• **EXERCISE BRIEF**
Would you restate each entry word for word, omitting the pictures?

*** PROVIDED INFORMATION Section Begins ***

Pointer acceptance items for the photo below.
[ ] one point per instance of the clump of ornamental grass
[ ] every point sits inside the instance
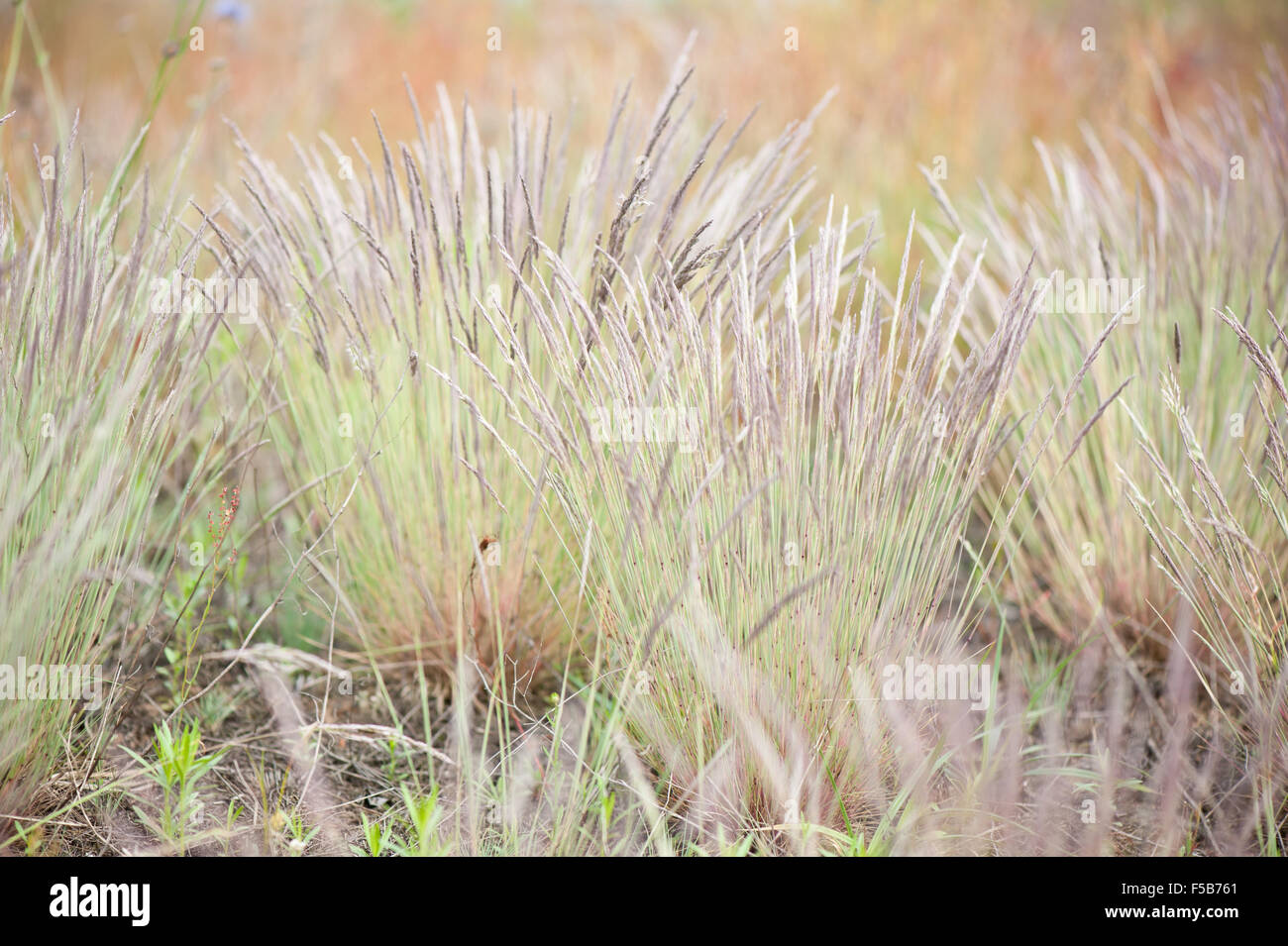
(386, 284)
(1194, 226)
(1224, 553)
(108, 455)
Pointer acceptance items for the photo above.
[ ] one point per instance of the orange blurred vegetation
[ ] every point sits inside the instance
(973, 81)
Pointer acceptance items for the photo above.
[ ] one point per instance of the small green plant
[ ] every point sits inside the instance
(176, 770)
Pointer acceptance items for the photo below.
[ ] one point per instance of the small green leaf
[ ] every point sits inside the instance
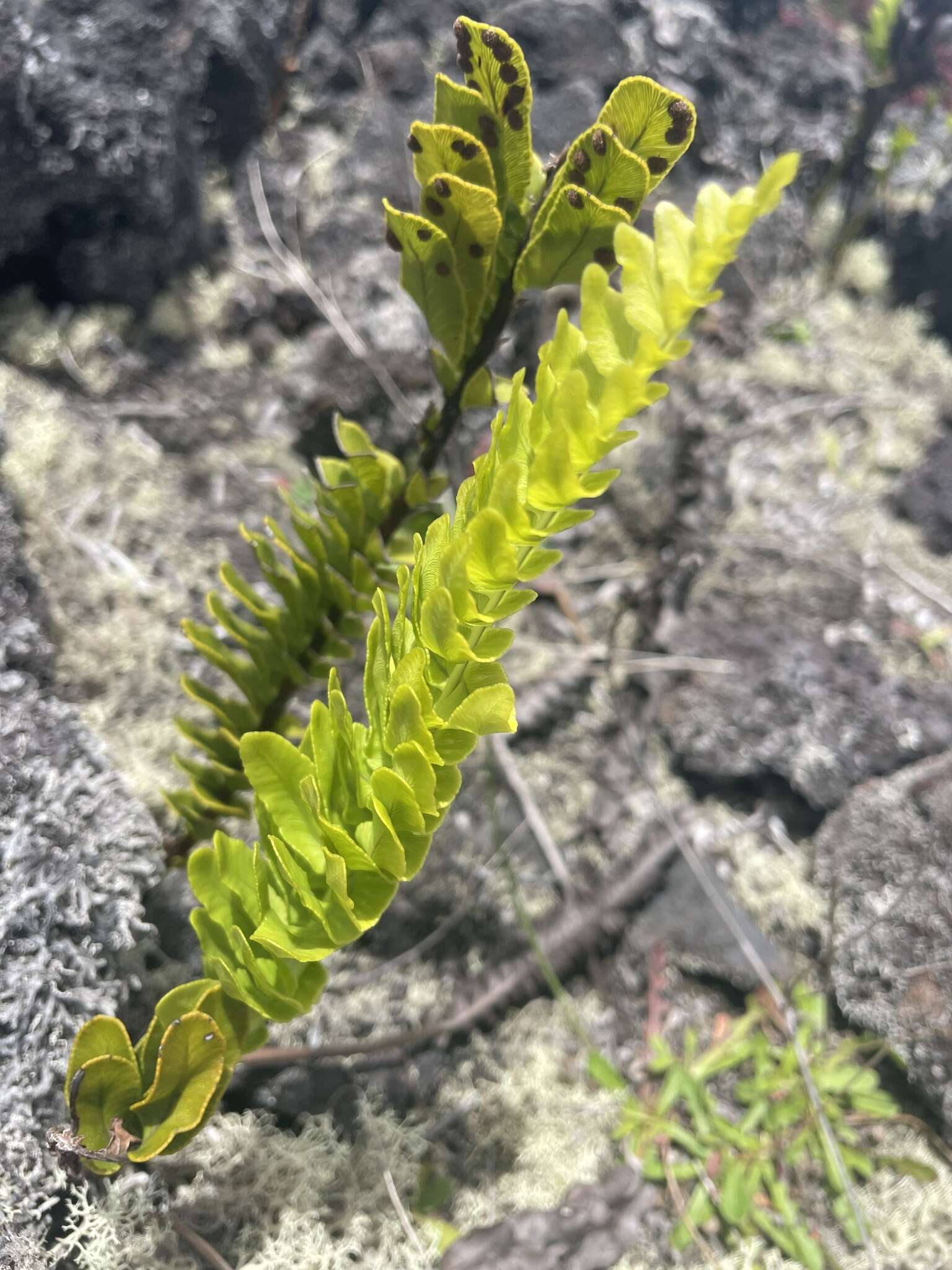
(651, 121)
(430, 276)
(735, 1193)
(495, 68)
(606, 1073)
(487, 710)
(188, 1071)
(276, 770)
(99, 1037)
(443, 1231)
(467, 215)
(439, 148)
(106, 1089)
(576, 230)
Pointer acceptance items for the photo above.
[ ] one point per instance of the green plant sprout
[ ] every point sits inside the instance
(903, 46)
(348, 810)
(736, 1176)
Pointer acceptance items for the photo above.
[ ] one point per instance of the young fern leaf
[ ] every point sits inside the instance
(323, 584)
(350, 813)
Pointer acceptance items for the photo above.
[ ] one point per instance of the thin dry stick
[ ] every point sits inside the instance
(534, 817)
(202, 1246)
(676, 1193)
(785, 1011)
(298, 272)
(402, 1213)
(918, 584)
(436, 935)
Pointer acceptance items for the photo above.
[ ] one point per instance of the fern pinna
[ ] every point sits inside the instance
(350, 812)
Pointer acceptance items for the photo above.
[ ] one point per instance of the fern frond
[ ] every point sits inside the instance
(351, 812)
(320, 586)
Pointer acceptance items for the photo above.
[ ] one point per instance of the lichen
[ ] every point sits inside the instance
(125, 543)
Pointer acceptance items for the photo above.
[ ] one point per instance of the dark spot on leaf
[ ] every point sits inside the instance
(682, 117)
(488, 131)
(513, 98)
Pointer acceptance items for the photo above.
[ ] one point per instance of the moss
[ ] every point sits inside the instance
(125, 540)
(33, 338)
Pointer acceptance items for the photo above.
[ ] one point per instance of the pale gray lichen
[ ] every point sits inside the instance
(125, 546)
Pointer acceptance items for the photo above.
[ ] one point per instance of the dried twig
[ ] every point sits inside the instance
(535, 819)
(346, 984)
(299, 273)
(201, 1246)
(918, 584)
(575, 930)
(676, 1193)
(402, 1213)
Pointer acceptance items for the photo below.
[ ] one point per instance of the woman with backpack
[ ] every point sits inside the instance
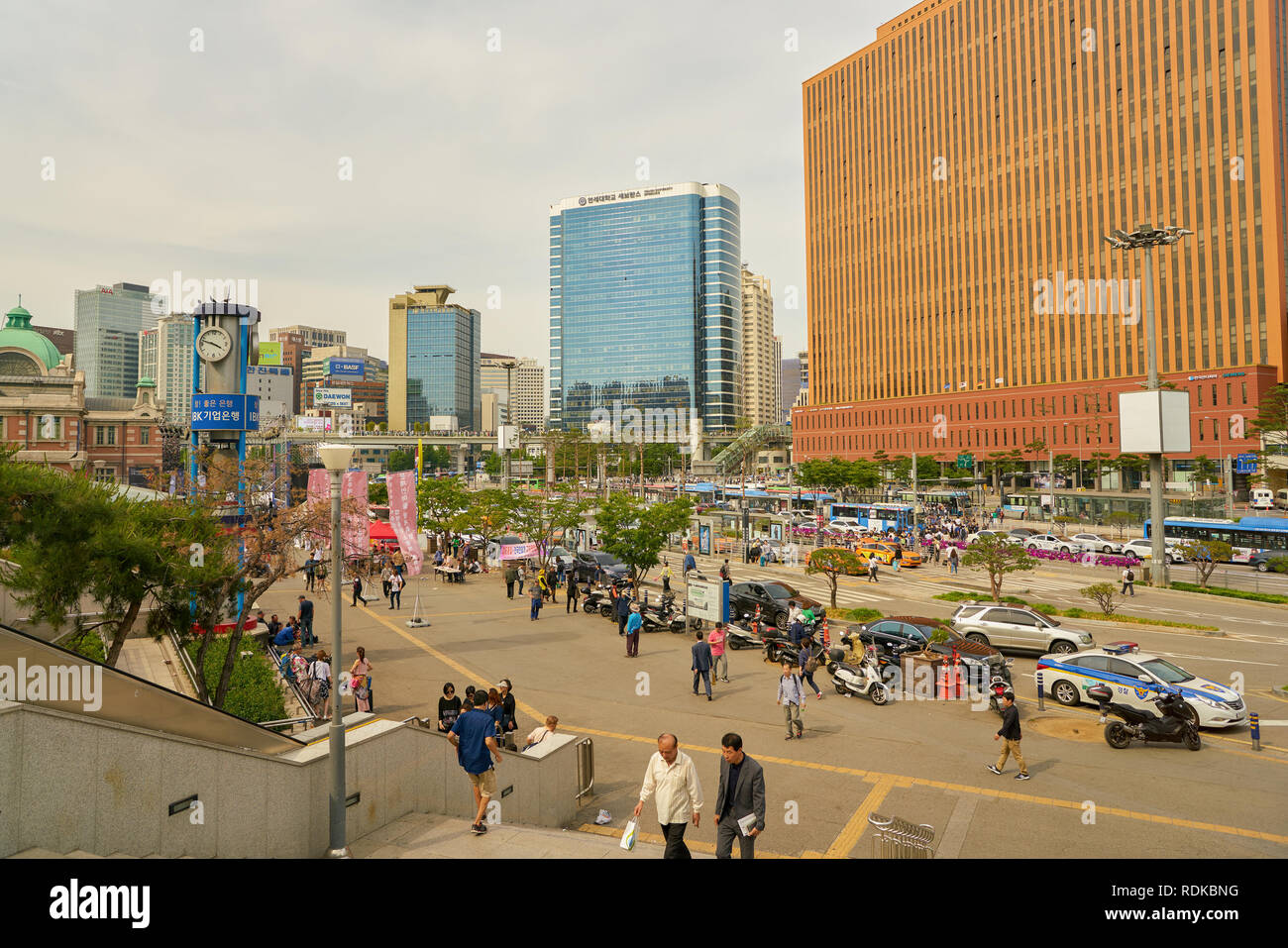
(360, 679)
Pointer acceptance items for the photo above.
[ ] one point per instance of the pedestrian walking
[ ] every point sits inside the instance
(307, 621)
(395, 583)
(791, 695)
(623, 610)
(1010, 733)
(719, 660)
(809, 664)
(360, 681)
(473, 734)
(673, 781)
(700, 664)
(741, 794)
(632, 631)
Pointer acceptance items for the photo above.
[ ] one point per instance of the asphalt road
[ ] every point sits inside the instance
(921, 760)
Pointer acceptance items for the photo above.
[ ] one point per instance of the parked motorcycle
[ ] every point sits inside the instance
(863, 678)
(1173, 725)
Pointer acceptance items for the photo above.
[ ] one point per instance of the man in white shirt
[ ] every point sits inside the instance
(673, 779)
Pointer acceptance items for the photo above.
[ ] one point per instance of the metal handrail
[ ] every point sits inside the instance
(187, 665)
(589, 766)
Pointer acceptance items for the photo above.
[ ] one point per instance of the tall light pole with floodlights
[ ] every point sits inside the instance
(335, 459)
(1146, 237)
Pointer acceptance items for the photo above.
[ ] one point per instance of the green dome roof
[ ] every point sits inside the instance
(18, 334)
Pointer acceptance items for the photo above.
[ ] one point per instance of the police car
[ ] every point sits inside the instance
(1136, 679)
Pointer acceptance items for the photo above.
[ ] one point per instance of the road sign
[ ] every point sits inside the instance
(226, 412)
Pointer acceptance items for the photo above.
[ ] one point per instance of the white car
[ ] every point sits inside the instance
(1094, 543)
(1051, 541)
(1144, 549)
(1136, 678)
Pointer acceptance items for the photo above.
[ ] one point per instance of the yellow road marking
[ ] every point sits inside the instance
(870, 776)
(700, 845)
(845, 840)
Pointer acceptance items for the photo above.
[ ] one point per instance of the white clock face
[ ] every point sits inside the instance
(214, 343)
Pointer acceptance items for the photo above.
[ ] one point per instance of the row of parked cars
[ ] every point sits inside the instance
(1068, 659)
(1138, 549)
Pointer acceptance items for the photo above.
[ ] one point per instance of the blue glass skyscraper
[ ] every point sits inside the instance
(645, 304)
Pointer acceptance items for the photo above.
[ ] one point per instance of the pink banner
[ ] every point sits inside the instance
(402, 517)
(318, 492)
(355, 537)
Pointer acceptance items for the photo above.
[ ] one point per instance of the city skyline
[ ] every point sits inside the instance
(323, 250)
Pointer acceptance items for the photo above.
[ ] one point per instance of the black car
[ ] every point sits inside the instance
(595, 566)
(776, 600)
(900, 634)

*** PROVIDED INFORMATION Section Ends ***

• **SOLUTION TO THIS PROBLEM**
Pointer acceptance items for the photo below.
[ ] one point per instance of the clump of ornamental grass
[ ] every point sits inside the instance
(386, 284)
(1194, 226)
(1224, 553)
(108, 455)
Pointer acceptance items for the photo above.
[ ] one point per instance of the orange blurred vegetation
[ ] every point sits inside the instance
(973, 81)
Pointer acceptance items for the photo above.
[ ] one point per instance of the small green plant
[ ] every point sits inside the instance
(176, 770)
Pointer acceptance items for the photo below.
[ ] one point per instance of the small green leaf
[ ] every point sits inside the instance
(651, 121)
(430, 276)
(735, 1193)
(495, 68)
(606, 1073)
(487, 710)
(188, 1071)
(276, 770)
(99, 1037)
(443, 1231)
(467, 215)
(439, 148)
(106, 1089)
(576, 230)
Pointer acceptance items for the photo above.
[ ] one point per instance of the green plant sprout
[ ] every point sits inside the instance
(903, 46)
(348, 810)
(736, 1176)
Pointer acceptance items for the photo above.
[ ] one point per instance of the young fern leaf
[ ] every point sits inside the instance
(323, 584)
(350, 813)
Pointer acceptance items for the photo above.
[ ] one point per instance of the thin dry stick
[ ] every point sits inside the instance
(534, 817)
(202, 1246)
(676, 1193)
(785, 1011)
(298, 272)
(402, 1213)
(918, 584)
(436, 935)
Pointer acceptance items for the photo above.
[ ] one point per instance of the fern pinna
[ ] every point sits inside the instance
(350, 812)
Pointer acceptance items for the photo above.
[ ] one point per instance of the fern frond
[ ] every point sits inside the instance
(351, 812)
(320, 586)
Pointer acceptance items for the photo above.
[ ] one point per instance of the lichen
[ ] every point sits inside the instance
(125, 543)
Pointer acceptance items for the photo above.
[ ] one point per instance of the dark spot on leaf
[ ] every point sits inside the instance
(682, 117)
(488, 131)
(513, 98)
Pointer acceptance items for the photo above.
[ ] one point per instance of the moss
[ ] every point sits inside the instance
(125, 540)
(33, 338)
Pointer acceptance items for the photo above.
[ ] one point per instance of the pale gray lichen
[ ] every point sits inside the instance
(125, 546)
Pointer acceptance items for the photo above.
[ ] one point per instance of the dried twig
[ ] every point sits inside the instance
(535, 819)
(346, 984)
(299, 273)
(201, 1246)
(918, 584)
(575, 930)
(676, 1193)
(402, 1213)
Pointer acceptance items for the photo below.
[ ] one point per instance of the woman with backpack
[ ] every point sits inside the instance
(360, 679)
Pointer acceptance items for the photo above.
[ ] one point per instance of the pedestrian walking
[ ] every point sits inside the instance
(307, 621)
(395, 583)
(791, 695)
(623, 610)
(1010, 733)
(719, 660)
(809, 664)
(360, 681)
(473, 734)
(673, 781)
(700, 664)
(741, 794)
(632, 631)
Pointer acceptance items for the photo above.
[ ] one point per instance of the asphalt road
[ ] every point sits inside the instance
(921, 760)
Pointer acceptance items for the photo above.
[ ] one point per instance of the parked motorcycle
[ ] every point sits inside the instance
(863, 678)
(1173, 725)
Pointer acceptance items for the photo above.
[ ] one point per instance of the man in white shirt
[ ] every point sits inside the instance
(673, 779)
Pointer acceptance items for the photo above.
[ ] one point per instance of the metal handrail
[ ] every point sits inside the instance
(187, 665)
(589, 766)
Pointer acceptance items for the photo above.
[ ] one point per instance of the tall light pole with floodlights
[ ] every point sits inside the instance
(335, 459)
(1146, 237)
Pointer acceptance items for the photo above.
[ ] one point per instance of the green dome roof
[ ] every point sits inside the instance
(18, 334)
Pointer acceptance items for the photo above.
[ ] one point per instance of the police car
[ ] every point sits inside the instance
(1136, 679)
Pointer acceptance items for the photo above.
[ ] one point per instance of the road sign
[ ] every point sits inside the instance
(226, 412)
Pointer acceptance items for the photo above.
[ ] one point per instance of the white car
[ ] every point sits inside the instance
(1094, 543)
(1051, 541)
(1144, 549)
(1136, 678)
Pointer acceptance items for the photo above.
[ ] one point per instance of the yellow road marking
[ ] every point sits inside the instance
(870, 776)
(700, 845)
(845, 840)
Pointer acceptance items for the photo above.
[ ] one point per instance of the white clock face
[ ] every point sits inside the instance
(214, 343)
Pointer acceptance items for the photo above.
[ ] one point per instance of the row of parked cars
[ ] every point sits inside the instance
(1068, 659)
(1138, 549)
Pointer acceptance items for the photo above.
[ ] one point per instance of the blue glass skyscraper
[ ] every point sits inside the instance
(645, 304)
Pointer acceptance items for the photo above.
[ ] one point per instance of the pink banner
[ ] every point sits inside the instance
(402, 517)
(318, 492)
(355, 537)
Pointer acceptance items for the photo above.
[ ] one point per instance of the city skyline
[ ] every point sits inside the instance
(323, 250)
Pointer acceptance items for the photo above.
[ ] one point per instance of the black car
[ ] every point sits inside the instance
(595, 566)
(776, 600)
(900, 634)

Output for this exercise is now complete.